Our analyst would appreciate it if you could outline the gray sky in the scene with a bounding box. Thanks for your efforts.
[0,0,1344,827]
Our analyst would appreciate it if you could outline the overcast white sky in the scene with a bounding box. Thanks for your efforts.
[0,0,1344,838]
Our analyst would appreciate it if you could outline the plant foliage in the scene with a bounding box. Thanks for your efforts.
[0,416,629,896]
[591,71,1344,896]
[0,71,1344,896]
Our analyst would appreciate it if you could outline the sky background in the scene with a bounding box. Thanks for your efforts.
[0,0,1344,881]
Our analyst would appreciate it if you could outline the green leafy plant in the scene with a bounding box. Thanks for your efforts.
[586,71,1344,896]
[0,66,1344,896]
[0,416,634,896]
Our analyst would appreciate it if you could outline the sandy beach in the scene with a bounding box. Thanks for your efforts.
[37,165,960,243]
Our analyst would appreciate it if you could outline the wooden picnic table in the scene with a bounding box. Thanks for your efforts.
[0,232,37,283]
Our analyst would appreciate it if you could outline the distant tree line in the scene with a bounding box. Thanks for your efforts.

→ **What is expected**
Rewrite every item above as a numbered list, leaving out blank lines.

→ **Full response**
1. Our analyst would appreciate it if you could outline the gray sky in the scene with a bounding box. Thanks for your efforts.
2. [0,0,1344,827]
3. Our analyst would appreciate it if you could outline the overcast white sky in the scene with a bounding box. Thanks for your efforts.
4. [0,0,1344,838]
5. Our analyst would appreciate it if you could outline the plant foliage in the scene with a bounding box. Thanks for your efforts.
6. [0,416,629,896]
7. [591,71,1344,896]
8. [0,71,1344,896]
9. Our analyst would appreciate it if you could outline the sky background in the scene with a bounding box. Thanks for your efforts.
10. [0,0,1344,881]
11. Our analyst would appreciate it if you could outline the green leafy plant in the scene with a bounding box. Thanks for your efforts.
12. [586,71,1344,896]
13. [0,66,1344,896]
14. [0,416,634,896]
15. Our analyst would appreciate it if you could outline the sandy beach in the scene with a bounding box. Thanks for your efforts.
16. [37,165,960,243]
17. Our analyst would appreciate it if you could outline the wooden picnic table in the scene with a bounding box. Thanks for your efforts.
18. [0,232,37,283]
19. Our analyst would appreciate it if you could outline the distant tree line in the scene with a bounding box. Thanks for your efforts.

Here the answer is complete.